>> START
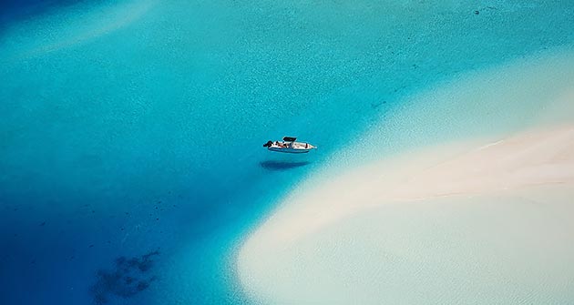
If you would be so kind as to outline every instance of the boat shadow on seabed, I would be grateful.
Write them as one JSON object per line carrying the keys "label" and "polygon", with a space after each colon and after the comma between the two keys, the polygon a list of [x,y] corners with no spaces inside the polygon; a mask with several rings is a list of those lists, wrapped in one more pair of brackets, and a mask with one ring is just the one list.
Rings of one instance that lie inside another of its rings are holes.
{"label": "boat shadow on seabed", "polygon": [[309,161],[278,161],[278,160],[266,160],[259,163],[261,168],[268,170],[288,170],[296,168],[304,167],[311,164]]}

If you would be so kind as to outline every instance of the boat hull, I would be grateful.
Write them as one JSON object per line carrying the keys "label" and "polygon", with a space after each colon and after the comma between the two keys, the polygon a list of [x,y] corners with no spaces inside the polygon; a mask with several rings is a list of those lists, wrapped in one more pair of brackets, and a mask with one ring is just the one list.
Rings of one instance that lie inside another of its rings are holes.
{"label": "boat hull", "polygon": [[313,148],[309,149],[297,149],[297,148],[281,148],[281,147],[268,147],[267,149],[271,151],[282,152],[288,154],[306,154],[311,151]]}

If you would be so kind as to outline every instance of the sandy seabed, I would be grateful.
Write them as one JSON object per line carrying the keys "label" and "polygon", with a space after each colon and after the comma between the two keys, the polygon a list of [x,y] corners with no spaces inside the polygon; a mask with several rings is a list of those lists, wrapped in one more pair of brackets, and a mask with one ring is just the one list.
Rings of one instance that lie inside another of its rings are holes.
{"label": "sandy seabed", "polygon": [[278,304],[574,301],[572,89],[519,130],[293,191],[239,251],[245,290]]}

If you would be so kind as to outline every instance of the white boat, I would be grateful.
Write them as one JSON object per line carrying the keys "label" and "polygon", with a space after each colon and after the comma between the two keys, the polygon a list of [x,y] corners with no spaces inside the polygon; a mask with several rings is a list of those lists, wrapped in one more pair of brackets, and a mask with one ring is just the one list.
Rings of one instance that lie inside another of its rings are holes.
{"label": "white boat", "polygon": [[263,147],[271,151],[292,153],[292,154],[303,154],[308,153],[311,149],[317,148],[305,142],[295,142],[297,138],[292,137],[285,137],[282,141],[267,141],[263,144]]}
>> END
>> START
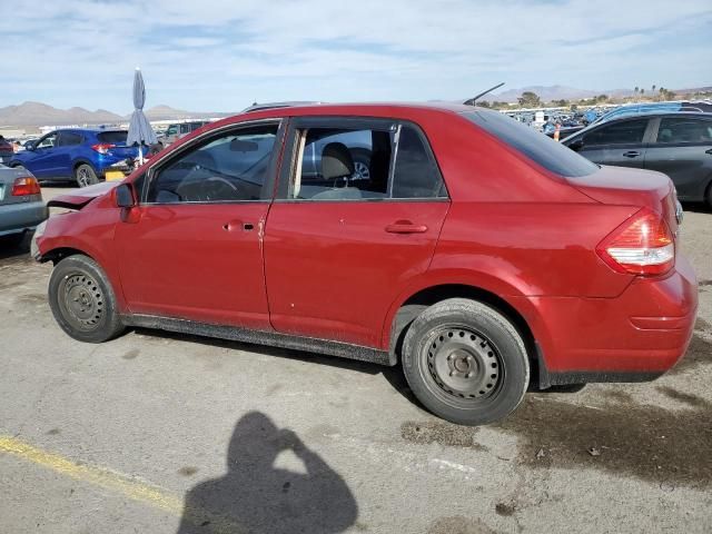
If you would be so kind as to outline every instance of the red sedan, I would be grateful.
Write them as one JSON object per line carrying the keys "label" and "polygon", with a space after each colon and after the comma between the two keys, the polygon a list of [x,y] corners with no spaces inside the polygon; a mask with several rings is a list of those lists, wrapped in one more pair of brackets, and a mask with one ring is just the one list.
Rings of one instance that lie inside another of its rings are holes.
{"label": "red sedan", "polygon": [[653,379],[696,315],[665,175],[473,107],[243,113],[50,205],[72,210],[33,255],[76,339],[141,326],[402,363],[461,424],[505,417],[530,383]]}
>> END
>> START
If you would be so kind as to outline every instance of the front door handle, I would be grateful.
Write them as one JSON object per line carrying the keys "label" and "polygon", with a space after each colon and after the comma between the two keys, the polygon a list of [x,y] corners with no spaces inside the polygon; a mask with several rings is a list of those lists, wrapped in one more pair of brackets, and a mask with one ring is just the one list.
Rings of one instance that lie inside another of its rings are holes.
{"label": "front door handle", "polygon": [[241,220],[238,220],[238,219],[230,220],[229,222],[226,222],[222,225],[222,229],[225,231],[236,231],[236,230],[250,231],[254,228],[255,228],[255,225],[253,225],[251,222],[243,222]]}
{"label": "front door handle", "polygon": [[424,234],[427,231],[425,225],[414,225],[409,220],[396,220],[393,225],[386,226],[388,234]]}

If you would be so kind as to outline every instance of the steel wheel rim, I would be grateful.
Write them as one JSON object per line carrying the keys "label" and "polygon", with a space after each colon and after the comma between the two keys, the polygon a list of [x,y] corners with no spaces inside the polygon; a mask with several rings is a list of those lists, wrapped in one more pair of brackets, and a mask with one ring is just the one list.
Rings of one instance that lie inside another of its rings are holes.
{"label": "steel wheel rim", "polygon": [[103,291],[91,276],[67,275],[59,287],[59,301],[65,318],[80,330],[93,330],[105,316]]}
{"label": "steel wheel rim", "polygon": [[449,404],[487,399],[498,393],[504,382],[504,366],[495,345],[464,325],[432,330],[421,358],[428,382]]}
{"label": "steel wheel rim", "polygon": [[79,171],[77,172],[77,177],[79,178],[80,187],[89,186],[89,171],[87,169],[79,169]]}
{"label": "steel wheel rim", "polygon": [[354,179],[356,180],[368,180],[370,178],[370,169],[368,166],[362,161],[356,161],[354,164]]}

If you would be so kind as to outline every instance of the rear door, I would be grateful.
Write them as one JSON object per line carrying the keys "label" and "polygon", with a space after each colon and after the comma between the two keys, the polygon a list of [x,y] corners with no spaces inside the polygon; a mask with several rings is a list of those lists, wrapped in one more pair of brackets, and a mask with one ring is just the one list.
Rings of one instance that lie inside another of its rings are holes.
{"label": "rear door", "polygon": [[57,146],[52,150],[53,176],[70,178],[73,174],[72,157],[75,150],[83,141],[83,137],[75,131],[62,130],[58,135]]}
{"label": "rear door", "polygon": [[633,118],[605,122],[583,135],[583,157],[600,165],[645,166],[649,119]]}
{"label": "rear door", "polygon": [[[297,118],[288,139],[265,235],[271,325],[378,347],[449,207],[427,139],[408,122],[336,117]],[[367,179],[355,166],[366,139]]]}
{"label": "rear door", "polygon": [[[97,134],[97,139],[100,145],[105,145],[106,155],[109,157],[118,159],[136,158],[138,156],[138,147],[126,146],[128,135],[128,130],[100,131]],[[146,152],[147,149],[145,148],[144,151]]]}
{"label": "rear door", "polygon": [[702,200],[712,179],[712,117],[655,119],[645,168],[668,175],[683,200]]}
>> END
Set problem:
Identify every line above that contains the string "wheel", and copy each of those lines in full.

Solution to this task:
If you would be so kind as to outline every instance of the steel wheel rim, I would be grateful.
{"label": "steel wheel rim", "polygon": [[103,291],[91,276],[67,275],[59,287],[59,301],[65,318],[80,330],[93,330],[105,316]]}
{"label": "steel wheel rim", "polygon": [[449,404],[487,399],[498,393],[504,382],[504,366],[495,345],[464,325],[432,330],[421,358],[428,382]]}
{"label": "steel wheel rim", "polygon": [[79,171],[77,172],[77,177],[79,178],[80,187],[89,186],[89,171],[87,169],[79,169]]}
{"label": "steel wheel rim", "polygon": [[354,179],[356,180],[368,180],[370,178],[370,169],[368,166],[362,161],[356,161],[354,164]]}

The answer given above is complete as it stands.